Records drawn from a dataset:
==========

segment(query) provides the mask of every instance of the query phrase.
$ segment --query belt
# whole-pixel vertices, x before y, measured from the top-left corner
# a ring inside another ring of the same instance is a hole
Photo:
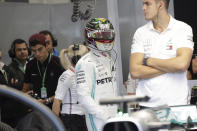
[[[79,104],[79,102],[77,101],[77,103],[63,103],[64,104]]]
[[[62,117],[70,117],[70,116],[84,116],[84,115],[79,115],[79,114],[60,114]]]
[[[150,109],[151,107],[147,107],[147,106],[139,106],[139,109],[140,110],[143,110],[143,109]]]

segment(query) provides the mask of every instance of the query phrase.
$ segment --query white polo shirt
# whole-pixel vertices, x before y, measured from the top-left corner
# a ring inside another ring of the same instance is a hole
[[[69,68],[59,77],[55,98],[62,100],[61,114],[84,115],[78,102],[74,68]]]
[[[167,29],[158,32],[152,21],[137,29],[134,34],[131,54],[144,53],[145,57],[169,59],[176,57],[178,48],[193,50],[192,28],[170,16]],[[166,73],[151,79],[141,79],[136,90],[137,96],[148,95],[149,102],[142,106],[184,105],[189,103],[189,87],[186,72]]]

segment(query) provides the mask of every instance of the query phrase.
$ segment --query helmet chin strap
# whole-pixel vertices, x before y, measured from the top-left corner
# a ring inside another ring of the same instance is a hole
[[[99,49],[99,47],[98,47],[98,45],[96,44],[96,41],[95,40],[93,40],[92,42],[91,41],[88,41],[89,42],[89,47],[91,48],[91,49],[94,49],[94,50],[96,50],[96,51],[98,51],[98,52],[110,52],[110,51],[112,51],[113,50],[113,46],[111,47],[111,49],[110,50],[100,50]],[[94,42],[94,43],[93,43]],[[103,43],[102,43],[103,44]]]
[[[110,52],[113,49],[114,43],[102,43],[102,42],[97,42],[96,45],[98,50],[102,50],[104,52]]]

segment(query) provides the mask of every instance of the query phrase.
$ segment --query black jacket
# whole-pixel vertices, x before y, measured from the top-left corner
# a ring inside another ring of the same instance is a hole
[[[11,86],[17,90],[22,90],[25,72],[19,68],[19,63],[15,59],[12,59],[8,67],[14,78],[18,80],[17,84],[12,84]]]
[[[13,77],[13,74],[11,73],[7,65],[4,65],[2,69],[5,71],[5,73],[0,71],[0,84],[10,86],[11,78]]]

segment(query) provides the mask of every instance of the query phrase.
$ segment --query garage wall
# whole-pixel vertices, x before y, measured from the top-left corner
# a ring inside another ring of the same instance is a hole
[[[85,12],[87,2],[82,1],[80,10]],[[93,3],[93,2],[92,2]],[[28,41],[29,37],[40,30],[50,30],[58,40],[59,51],[72,43],[84,41],[84,26],[87,21],[71,21],[73,3],[67,4],[28,4],[21,2],[0,3],[0,48],[3,50],[3,61],[8,64],[10,58],[7,54],[11,42],[16,38]],[[108,17],[109,16],[109,17]],[[115,52],[112,57],[116,59],[118,68],[117,80],[122,92],[122,61],[119,38],[119,23],[117,0],[97,0],[92,17],[109,18],[116,29]],[[120,93],[122,94],[122,93]]]
[[[67,47],[72,42],[84,40],[84,26],[86,21],[71,21],[72,3],[44,5],[28,3],[0,3],[0,48],[3,50],[3,61],[10,62],[7,51],[11,42],[16,38],[28,41],[29,37],[40,30],[50,30],[58,40],[58,50]],[[81,10],[87,6],[81,4]],[[102,10],[100,10],[102,8]],[[92,17],[107,17],[105,0],[97,2]]]

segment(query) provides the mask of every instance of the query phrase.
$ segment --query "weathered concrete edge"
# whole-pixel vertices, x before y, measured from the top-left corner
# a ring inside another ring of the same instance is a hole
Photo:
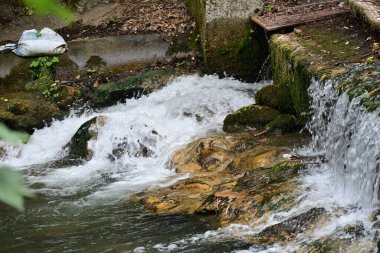
[[[348,0],[348,5],[354,16],[368,23],[374,31],[380,32],[380,6],[375,6],[370,2],[358,0]]]

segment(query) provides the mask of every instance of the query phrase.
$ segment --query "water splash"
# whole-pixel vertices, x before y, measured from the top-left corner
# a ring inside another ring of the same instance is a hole
[[[253,103],[261,84],[197,75],[179,77],[149,96],[128,100],[98,112],[71,115],[36,131],[30,143],[7,147],[5,163],[29,171],[29,181],[42,183],[40,192],[89,198],[120,198],[152,185],[170,183],[170,156],[196,137],[221,131],[225,115]],[[63,157],[65,145],[89,119],[104,115],[107,123],[90,143],[92,159],[69,168],[32,165]],[[118,155],[113,151],[122,149]],[[141,150],[143,149],[143,154]],[[40,171],[43,170],[43,171]]]

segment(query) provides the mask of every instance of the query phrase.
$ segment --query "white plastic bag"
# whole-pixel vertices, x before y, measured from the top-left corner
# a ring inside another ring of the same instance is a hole
[[[12,52],[18,56],[41,56],[62,54],[66,50],[67,44],[61,35],[44,28],[24,31]]]

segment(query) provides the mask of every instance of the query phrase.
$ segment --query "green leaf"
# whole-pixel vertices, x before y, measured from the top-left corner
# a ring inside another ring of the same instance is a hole
[[[57,56],[54,56],[53,58],[51,58],[51,62],[58,63],[59,58]]]
[[[36,67],[38,67],[38,65],[39,65],[39,61],[32,61],[32,63],[30,64],[30,67],[36,68]]]
[[[38,37],[41,37],[41,36],[42,36],[41,31],[37,31],[36,32],[36,37],[38,38]]]
[[[0,123],[0,139],[3,139],[11,143],[16,143],[18,141],[27,143],[29,141],[29,134],[11,131],[5,125]]]
[[[33,193],[25,186],[22,176],[9,168],[0,168],[0,201],[18,210],[24,209],[23,197]]]
[[[46,66],[50,67],[52,64],[53,64],[53,63],[52,63],[51,61],[48,61],[48,62],[46,63]]]

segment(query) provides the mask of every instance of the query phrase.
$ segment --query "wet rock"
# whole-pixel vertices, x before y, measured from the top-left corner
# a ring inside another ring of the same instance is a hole
[[[293,179],[304,165],[283,158],[284,145],[292,143],[294,136],[287,141],[278,138],[244,132],[194,141],[172,158],[177,172],[189,173],[190,178],[133,199],[156,214],[216,215],[221,225],[288,211],[299,194]]]
[[[200,171],[201,169],[202,167],[197,163],[188,163],[176,169],[176,172],[177,173],[189,173],[189,172],[191,173],[195,171]]]
[[[280,130],[282,132],[294,132],[302,127],[301,122],[290,114],[278,115],[274,120],[267,124],[270,131]]]
[[[325,213],[324,208],[312,208],[305,213],[264,229],[258,234],[256,240],[260,243],[287,241],[305,231]]]
[[[99,128],[107,122],[107,117],[97,116],[82,124],[69,144],[69,155],[85,160],[92,158],[93,151],[89,148],[89,141],[97,138]]]
[[[5,92],[0,96],[0,121],[12,129],[31,133],[64,113],[51,101],[31,92]]]
[[[139,98],[166,85],[173,74],[172,70],[153,70],[103,84],[95,91],[92,102],[96,106],[109,106],[125,102],[126,99]]]
[[[236,132],[251,128],[265,127],[280,112],[267,106],[250,105],[227,115],[223,122],[223,131]]]
[[[255,94],[255,101],[258,105],[268,106],[281,113],[293,114],[293,102],[290,95],[290,89],[286,86],[267,85]]]
[[[0,159],[4,158],[7,155],[7,150],[3,147],[0,147]]]
[[[348,224],[343,227],[343,231],[346,234],[349,234],[351,236],[363,236],[364,235],[364,224],[361,221],[357,221],[354,224]]]
[[[128,140],[125,139],[122,143],[117,144],[116,148],[112,150],[112,153],[108,155],[110,161],[116,161],[125,155],[130,157],[151,157],[154,152],[146,147],[144,144],[138,141],[139,148],[137,150],[132,149],[128,144]]]
[[[274,147],[260,147],[247,150],[234,159],[227,167],[231,174],[241,174],[258,168],[268,168],[282,159],[283,150]]]
[[[280,183],[293,178],[298,171],[305,168],[300,162],[283,161],[273,167],[248,170],[239,178],[234,187],[235,191],[256,191],[271,183]]]

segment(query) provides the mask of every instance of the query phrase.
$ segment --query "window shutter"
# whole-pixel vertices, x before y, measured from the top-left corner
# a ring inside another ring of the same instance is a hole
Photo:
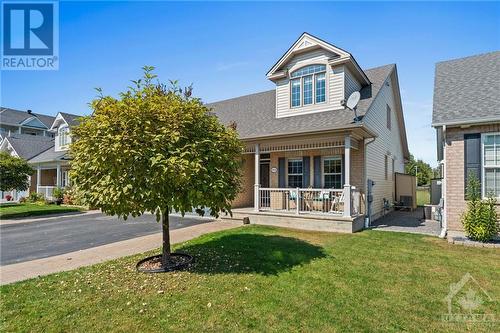
[[[286,186],[286,181],[285,181],[285,158],[280,157],[278,158],[278,187],[285,187]]]
[[[311,158],[302,157],[302,187],[308,188],[311,184]]]
[[[481,183],[481,134],[464,135],[464,196],[467,196],[469,174],[476,175]]]
[[[345,155],[342,155],[341,159],[341,169],[342,169],[342,184],[340,185],[340,188],[344,188],[345,185]],[[349,181],[349,184],[351,182]]]
[[[314,188],[321,188],[321,156],[314,156]]]

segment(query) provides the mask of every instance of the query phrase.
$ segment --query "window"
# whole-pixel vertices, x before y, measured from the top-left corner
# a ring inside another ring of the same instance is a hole
[[[387,105],[387,128],[391,129],[391,108]]]
[[[302,159],[288,160],[288,187],[302,187]]]
[[[500,197],[500,134],[484,135],[483,140],[483,195]]]
[[[59,146],[64,147],[69,144],[69,128],[64,126],[64,127],[59,127],[58,130],[58,136],[59,136]]]
[[[292,80],[292,107],[300,106],[300,79]]]
[[[326,101],[326,65],[305,66],[290,77],[292,107]]]
[[[326,99],[325,73],[316,74],[316,103],[323,103]]]
[[[325,157],[323,160],[324,188],[342,188],[342,160],[340,157]]]
[[[304,105],[312,104],[313,102],[313,79],[312,75],[304,76]]]

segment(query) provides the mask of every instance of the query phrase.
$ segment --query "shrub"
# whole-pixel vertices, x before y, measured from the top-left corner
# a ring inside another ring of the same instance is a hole
[[[52,191],[52,196],[56,200],[62,200],[64,198],[64,190],[60,187],[56,187],[54,191]]]
[[[29,202],[40,202],[40,201],[44,201],[44,200],[45,200],[45,197],[43,196],[43,194],[39,194],[36,192],[31,192],[29,197],[28,197]]]
[[[25,203],[26,201],[28,201],[28,200],[26,199],[26,197],[20,197],[20,198],[19,198],[19,203]]]
[[[63,203],[65,205],[84,206],[81,193],[73,186],[65,188]]]
[[[11,201],[11,200],[12,200],[12,195],[7,194],[7,195],[5,196],[5,200],[7,200],[7,201]]]
[[[469,174],[467,179],[467,210],[462,214],[462,224],[465,234],[472,240],[487,242],[499,230],[496,199],[488,195],[487,200],[481,200],[480,183],[476,175]]]

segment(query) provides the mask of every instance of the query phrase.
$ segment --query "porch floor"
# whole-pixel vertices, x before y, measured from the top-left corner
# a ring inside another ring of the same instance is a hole
[[[362,215],[343,217],[341,213],[301,213],[291,211],[259,211],[253,207],[234,208],[233,217],[222,216],[222,219],[243,221],[248,218],[251,224],[273,225],[279,227],[352,233],[363,229]]]

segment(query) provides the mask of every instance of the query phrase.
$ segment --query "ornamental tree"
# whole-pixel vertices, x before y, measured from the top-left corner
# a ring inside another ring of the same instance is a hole
[[[22,158],[0,152],[0,190],[25,191],[29,187],[29,176],[33,169]]]
[[[153,67],[118,98],[99,96],[72,129],[71,178],[83,201],[126,219],[161,220],[162,266],[170,262],[169,213],[231,213],[240,188],[242,144],[191,87],[153,82]]]

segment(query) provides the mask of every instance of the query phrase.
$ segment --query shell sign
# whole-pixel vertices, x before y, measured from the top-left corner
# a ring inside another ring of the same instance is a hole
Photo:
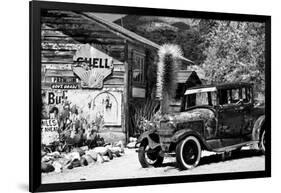
[[[113,58],[89,44],[82,45],[73,57],[73,72],[84,88],[102,88],[103,81],[113,70]]]

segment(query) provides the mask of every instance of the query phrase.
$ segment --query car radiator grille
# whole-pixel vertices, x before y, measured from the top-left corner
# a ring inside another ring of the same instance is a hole
[[[168,122],[161,122],[160,128],[157,130],[157,133],[160,137],[160,144],[164,151],[168,151],[171,138],[175,132],[175,128],[171,127]]]

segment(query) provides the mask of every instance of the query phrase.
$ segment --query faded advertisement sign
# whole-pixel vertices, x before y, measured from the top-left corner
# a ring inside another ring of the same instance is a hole
[[[42,144],[50,145],[53,142],[59,141],[59,124],[56,119],[42,119],[41,120],[41,132],[42,132]]]
[[[109,92],[100,93],[92,100],[93,109],[103,115],[104,122],[108,125],[120,124],[118,104],[117,98]]]
[[[73,72],[81,79],[82,87],[102,88],[104,79],[112,73],[113,58],[89,44],[82,45],[73,60]]]
[[[67,114],[70,115],[67,116],[76,114],[88,123],[102,118],[105,126],[121,125],[122,91],[120,90],[44,90],[42,97],[46,112],[57,108],[60,116],[69,109]]]

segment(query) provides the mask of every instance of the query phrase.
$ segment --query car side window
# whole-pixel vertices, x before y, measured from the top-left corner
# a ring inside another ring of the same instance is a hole
[[[219,104],[227,104],[227,90],[220,90],[219,94]]]
[[[242,91],[242,100],[243,100],[243,103],[249,103],[251,102],[251,99],[252,99],[252,91],[251,91],[251,88],[248,88],[248,87],[243,87],[241,89]]]
[[[237,103],[240,100],[239,89],[231,89],[230,103]]]
[[[209,98],[210,106],[217,105],[217,93],[216,92],[208,92],[208,98]]]
[[[220,90],[220,105],[237,104],[240,101],[240,89],[223,89]]]

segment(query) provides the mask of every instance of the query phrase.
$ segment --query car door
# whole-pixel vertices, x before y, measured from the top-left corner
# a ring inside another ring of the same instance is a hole
[[[218,137],[225,147],[241,142],[244,107],[240,101],[240,89],[221,90],[220,97],[222,99],[218,110]]]
[[[253,90],[251,87],[241,88],[241,95],[243,101],[243,115],[244,123],[241,128],[241,136],[243,140],[249,140],[249,136],[252,134],[252,128],[254,125],[253,117]],[[251,139],[251,138],[250,138]]]

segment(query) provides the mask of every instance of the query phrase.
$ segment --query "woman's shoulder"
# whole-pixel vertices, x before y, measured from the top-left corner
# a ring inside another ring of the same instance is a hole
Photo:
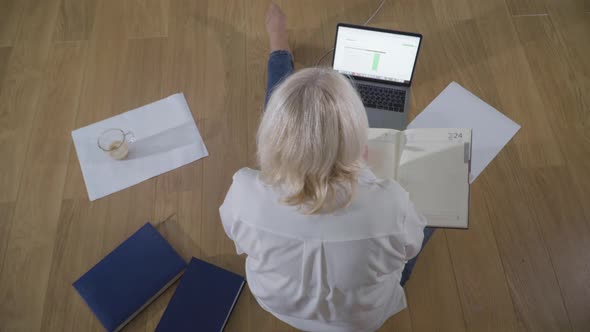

==========

(TASK TO CARRY OUT): Scan the lines above for "sign" and state how many match, nothing more.

(YOUR RESPONSE): 2